I have a nine year old stepson, I'm very sure he has ADHD and its a constant struggle.. and my patience is running on low. I have tried everything from the above mother's replies and still nothing works. I have a 9 year old daughter and a 1 year old baby boy too and she feels its unfear that he gets away with murder but she must get punished. He is contstantly teasing and pestering her, then she gets shouted at from the stepfather. I have tried explaining to her the situation, but she is 9, she cant understand the detail yet.. My problem is I have to fight this battle alone, because the mother of this step child is doing absolutely nothing, we pay for everything, dissipline is non existant and she just poms him off to us when she is not in the mood for her son. She is believes he has concentration issues and thats that. He failed grade 1 and was put through to grade 2. He still doesnt know the alphabet or from 1-100. He is going for extra classes which is not working. He's on meds which is also not working... I honestly don't know what to do anymore. I cant leave this stepchild in his room the whole day.... he is not fased with TV, Playstation, Bike riding or playing... ........PLEASE HELP

[deleted account]

Hi
My son never responded to sticker charts, taking things away etc. He has ADHD also. What worked for us was 1,2,3...magic! (Our peadiatrician recommended it)

- - -

ASSIGNED TASK 1:
Rewrite the part of the parenting post between "[deleted account]" and "peadiatrician recommended it)", inclusive, putting "reward charts" in place of "sticker charts".
ASSIGNED TASK 2:
Which activities does the parenting post say the stepson is not fazed by? Name each one.

- - -

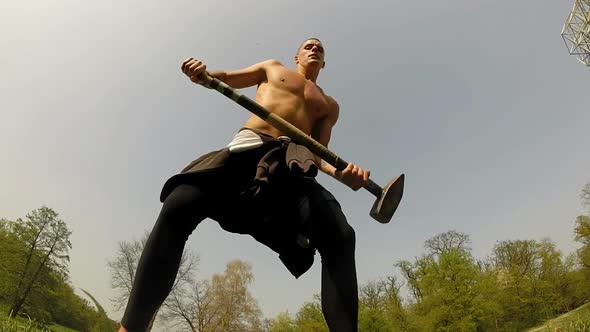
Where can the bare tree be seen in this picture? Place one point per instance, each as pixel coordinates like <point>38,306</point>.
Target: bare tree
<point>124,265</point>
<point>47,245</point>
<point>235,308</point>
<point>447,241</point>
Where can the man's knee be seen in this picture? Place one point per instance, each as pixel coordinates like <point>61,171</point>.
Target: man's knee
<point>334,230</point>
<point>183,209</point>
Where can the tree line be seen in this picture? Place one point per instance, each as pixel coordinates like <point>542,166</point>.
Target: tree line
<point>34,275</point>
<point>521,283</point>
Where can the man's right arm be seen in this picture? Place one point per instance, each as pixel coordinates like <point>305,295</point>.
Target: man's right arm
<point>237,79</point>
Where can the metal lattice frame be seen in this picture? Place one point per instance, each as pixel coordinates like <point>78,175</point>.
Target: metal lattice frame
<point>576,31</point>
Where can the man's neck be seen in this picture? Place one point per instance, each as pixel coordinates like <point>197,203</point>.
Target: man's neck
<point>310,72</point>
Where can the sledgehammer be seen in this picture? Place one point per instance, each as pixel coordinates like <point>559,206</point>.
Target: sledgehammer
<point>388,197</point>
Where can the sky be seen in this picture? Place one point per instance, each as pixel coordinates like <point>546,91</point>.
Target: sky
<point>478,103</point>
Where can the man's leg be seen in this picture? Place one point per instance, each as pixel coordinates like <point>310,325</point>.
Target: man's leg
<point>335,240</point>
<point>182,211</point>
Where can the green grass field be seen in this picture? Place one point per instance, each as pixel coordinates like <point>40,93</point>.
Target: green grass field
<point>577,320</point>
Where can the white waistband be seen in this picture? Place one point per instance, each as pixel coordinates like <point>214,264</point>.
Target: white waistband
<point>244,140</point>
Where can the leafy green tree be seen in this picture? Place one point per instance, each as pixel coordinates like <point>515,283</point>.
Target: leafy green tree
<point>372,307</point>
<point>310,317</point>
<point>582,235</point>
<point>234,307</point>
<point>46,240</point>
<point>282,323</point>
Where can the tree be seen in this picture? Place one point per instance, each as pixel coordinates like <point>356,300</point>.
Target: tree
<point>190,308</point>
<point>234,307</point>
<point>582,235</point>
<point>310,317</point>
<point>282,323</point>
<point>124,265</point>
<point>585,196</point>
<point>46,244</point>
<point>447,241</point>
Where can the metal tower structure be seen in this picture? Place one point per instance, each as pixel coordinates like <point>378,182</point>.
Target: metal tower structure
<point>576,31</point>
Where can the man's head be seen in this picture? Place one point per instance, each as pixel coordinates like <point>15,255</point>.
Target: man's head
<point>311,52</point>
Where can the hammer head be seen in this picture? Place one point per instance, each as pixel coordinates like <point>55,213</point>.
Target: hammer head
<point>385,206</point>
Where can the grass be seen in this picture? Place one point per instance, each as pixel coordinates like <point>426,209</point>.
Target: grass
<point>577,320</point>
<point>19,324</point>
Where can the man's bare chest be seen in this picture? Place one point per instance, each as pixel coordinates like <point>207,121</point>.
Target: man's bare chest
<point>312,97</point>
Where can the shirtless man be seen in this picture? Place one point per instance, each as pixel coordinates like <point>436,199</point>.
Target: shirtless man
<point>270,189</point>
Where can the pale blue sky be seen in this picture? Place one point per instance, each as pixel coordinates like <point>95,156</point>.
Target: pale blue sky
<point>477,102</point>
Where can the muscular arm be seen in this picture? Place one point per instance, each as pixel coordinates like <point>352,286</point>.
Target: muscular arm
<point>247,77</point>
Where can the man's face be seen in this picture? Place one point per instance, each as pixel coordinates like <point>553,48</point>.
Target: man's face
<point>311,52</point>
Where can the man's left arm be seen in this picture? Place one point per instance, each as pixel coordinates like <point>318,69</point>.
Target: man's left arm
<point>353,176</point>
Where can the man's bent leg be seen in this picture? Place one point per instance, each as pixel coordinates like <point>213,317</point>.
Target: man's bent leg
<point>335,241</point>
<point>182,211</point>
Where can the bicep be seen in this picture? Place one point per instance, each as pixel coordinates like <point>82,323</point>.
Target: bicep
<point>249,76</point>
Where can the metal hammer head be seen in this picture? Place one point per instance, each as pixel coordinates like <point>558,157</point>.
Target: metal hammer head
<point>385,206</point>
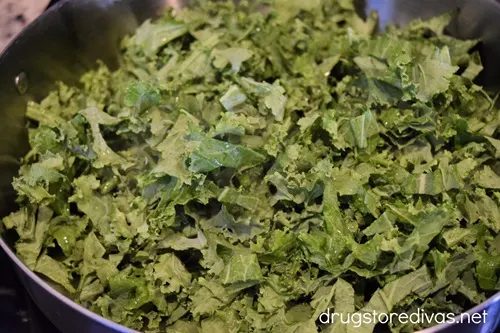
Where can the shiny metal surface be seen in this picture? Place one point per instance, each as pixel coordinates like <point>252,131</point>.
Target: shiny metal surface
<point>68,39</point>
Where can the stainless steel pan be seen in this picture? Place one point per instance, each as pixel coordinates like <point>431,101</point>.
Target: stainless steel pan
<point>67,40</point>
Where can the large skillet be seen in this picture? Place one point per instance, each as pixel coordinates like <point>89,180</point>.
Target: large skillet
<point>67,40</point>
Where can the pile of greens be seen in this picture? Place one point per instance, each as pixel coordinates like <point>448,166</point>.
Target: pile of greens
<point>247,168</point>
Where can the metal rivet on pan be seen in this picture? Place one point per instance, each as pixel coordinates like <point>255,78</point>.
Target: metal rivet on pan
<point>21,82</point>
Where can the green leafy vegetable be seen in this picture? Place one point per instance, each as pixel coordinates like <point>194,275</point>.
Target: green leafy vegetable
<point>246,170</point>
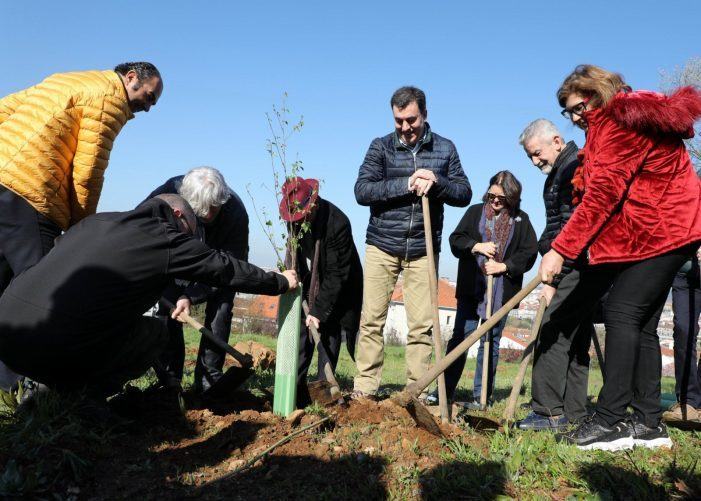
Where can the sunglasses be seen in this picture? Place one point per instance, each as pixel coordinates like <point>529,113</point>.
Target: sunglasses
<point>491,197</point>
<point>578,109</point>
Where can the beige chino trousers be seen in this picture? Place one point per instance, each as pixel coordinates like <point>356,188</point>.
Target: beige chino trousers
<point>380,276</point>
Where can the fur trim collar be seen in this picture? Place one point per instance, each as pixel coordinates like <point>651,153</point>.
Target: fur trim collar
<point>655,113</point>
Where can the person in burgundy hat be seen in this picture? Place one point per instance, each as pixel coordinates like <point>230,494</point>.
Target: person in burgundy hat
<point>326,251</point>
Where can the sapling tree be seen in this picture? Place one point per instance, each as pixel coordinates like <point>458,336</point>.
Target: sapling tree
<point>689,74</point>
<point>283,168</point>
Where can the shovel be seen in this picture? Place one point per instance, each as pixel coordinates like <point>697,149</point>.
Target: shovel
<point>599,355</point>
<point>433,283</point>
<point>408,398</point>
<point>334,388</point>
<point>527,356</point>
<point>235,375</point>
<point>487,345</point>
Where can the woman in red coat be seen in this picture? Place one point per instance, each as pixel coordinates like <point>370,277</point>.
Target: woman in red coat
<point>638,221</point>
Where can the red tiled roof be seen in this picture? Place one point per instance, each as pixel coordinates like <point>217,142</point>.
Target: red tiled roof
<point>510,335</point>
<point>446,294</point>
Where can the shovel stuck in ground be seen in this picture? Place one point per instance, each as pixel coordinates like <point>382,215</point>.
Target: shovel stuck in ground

- - -

RESPONSE BOX 1:
[deleted account]

Hi
My son never responded to reward charts, taking things away etc. He has ADHD also. What worked for us was 1,2,3...magic! (Our peadiatrician recommended it)

RESPONSE BOX 2:
TV, Playstation, Bike riding, playing